GOAL — Output the entries verbatim, including every line.
______
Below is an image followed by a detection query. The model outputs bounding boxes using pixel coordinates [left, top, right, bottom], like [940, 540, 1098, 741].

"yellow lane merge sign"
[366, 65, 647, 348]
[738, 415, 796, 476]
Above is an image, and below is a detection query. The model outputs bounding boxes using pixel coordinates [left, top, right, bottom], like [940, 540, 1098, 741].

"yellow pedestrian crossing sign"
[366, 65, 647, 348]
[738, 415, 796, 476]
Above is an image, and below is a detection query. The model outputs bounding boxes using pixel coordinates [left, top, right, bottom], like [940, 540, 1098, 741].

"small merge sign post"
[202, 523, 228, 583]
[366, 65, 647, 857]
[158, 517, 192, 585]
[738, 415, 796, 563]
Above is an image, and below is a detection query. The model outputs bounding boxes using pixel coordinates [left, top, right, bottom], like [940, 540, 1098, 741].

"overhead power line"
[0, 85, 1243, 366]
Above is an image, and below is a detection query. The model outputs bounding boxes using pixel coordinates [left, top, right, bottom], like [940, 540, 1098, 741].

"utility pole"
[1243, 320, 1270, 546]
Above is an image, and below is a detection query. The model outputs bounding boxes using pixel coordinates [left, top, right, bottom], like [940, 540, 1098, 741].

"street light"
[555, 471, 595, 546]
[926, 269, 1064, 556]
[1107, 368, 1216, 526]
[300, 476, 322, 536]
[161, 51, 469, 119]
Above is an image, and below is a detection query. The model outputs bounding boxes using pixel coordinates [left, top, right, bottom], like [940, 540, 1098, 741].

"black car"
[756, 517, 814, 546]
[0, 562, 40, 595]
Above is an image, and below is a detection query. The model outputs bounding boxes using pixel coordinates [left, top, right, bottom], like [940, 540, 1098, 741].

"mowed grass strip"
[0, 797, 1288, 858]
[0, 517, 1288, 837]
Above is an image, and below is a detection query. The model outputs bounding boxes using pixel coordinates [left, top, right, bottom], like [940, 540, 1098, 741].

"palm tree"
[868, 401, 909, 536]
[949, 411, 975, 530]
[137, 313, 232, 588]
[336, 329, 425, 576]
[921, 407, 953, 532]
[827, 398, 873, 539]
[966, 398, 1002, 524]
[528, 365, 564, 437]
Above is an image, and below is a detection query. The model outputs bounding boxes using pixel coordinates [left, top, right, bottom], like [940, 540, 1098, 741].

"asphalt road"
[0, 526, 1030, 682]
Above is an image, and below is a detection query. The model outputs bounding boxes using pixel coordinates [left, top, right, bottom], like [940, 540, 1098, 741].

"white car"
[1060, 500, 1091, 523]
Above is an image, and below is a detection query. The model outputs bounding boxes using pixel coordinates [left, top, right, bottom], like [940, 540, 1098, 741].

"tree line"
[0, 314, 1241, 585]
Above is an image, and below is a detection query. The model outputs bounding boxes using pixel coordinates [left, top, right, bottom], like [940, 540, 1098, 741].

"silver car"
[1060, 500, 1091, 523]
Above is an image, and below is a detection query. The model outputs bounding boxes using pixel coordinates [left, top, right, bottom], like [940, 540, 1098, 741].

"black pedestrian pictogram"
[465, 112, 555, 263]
______
WRITTEN ANSWER —
Below is an image followed by a detection query. The model outputs bounding boxes using pixel coordinates [left, top, right, bottom], like [940, 540, 1098, 741].

"yellow lane merge sign"
[366, 65, 647, 348]
[738, 415, 796, 476]
Above is an image, and below is a detection query. The model outputs bounding boxes using pixel coordinates [left, top, right, bottom], like [940, 540, 1098, 741].

"yellow pedestrian crossing sign"
[366, 65, 647, 348]
[738, 415, 796, 476]
Above is an image, and below is a detection query. The model outputs bounding boxes using pixel coordinates [left, top, right, bottom], like [940, 540, 1098, 741].

"small merge sign post"
[202, 523, 228, 583]
[366, 65, 647, 857]
[158, 517, 192, 585]
[738, 415, 796, 563]
Above is an image, and below is a detection query. The model outputs bounding boxes using pixel coordinates [left, top, right, bottom], like [940, 540, 1098, 741].

"overhead power line"
[0, 85, 1243, 366]
Above is an image, and below is a detection query. The model outputs bounding boxes using pixel coordinates [left, top, right, bottom], like [940, 540, 1098, 741].

"utility pole"
[1243, 320, 1270, 546]
Above is an image, and below is a detection query. The model outputs bounding boxes using pixel coordinates [left, top, right, bottom], like [940, 540, 1098, 741].

"street light"
[555, 471, 595, 546]
[926, 269, 1064, 556]
[1107, 368, 1216, 526]
[300, 476, 322, 536]
[161, 51, 469, 119]
Above is an image, and below is a detection query. The model outputs bounding boxes using pixel coordinates [left, top, right, bottom], like [940, 540, 1098, 741].

"black car"
[756, 517, 814, 546]
[0, 562, 40, 595]
Above is an image, and below is a detection query. The model outputs bounding boxes using pixel coordinates [left, top, right, bottom], like [940, 540, 1098, 741].

"mowed grass strip"
[0, 797, 1288, 858]
[0, 517, 1288, 837]
Above is an image, and below is a detection query. The model outputs bounding boxes using pixel coordinates [left, top, right, bottom], like [940, 540, 1098, 741].

"palm tree"
[868, 401, 909, 536]
[949, 411, 975, 530]
[137, 313, 232, 588]
[336, 329, 425, 576]
[921, 407, 953, 532]
[827, 398, 873, 539]
[966, 398, 1002, 524]
[528, 365, 564, 437]
Above is an image, and below is a detection query. The model outputs bounding boxes using pixel coordinates [left, top, right, bottom], like [940, 540, 1098, 741].

"asphalt road"
[0, 526, 1030, 682]
Above is an image, and below is a detection query. The model outputs bounding boxes using pixel coordinates [left, top, right, bottom], like [940, 540, 1098, 741].

"white car"
[1060, 500, 1091, 523]
Above is an image, and below is a detection query. The model outputs bounding boxes using pixel coordinates [left, top, right, bottom], like [940, 540, 1098, 741].

"tree line"
[0, 314, 1241, 585]
Above is an image, and below is a detection query. The model outputs bounding boxes using pixel coordinates [left, top, right, bottom], like [940, 540, 1098, 741].

"silver car"
[1060, 500, 1091, 523]
Above is an image, and below is a detection query. The model outputs bounding boxes using pixel coordinates [left, top, right, bottom], like [940, 540, 1098, 741].

"black pedestrian pictogram"
[465, 112, 555, 263]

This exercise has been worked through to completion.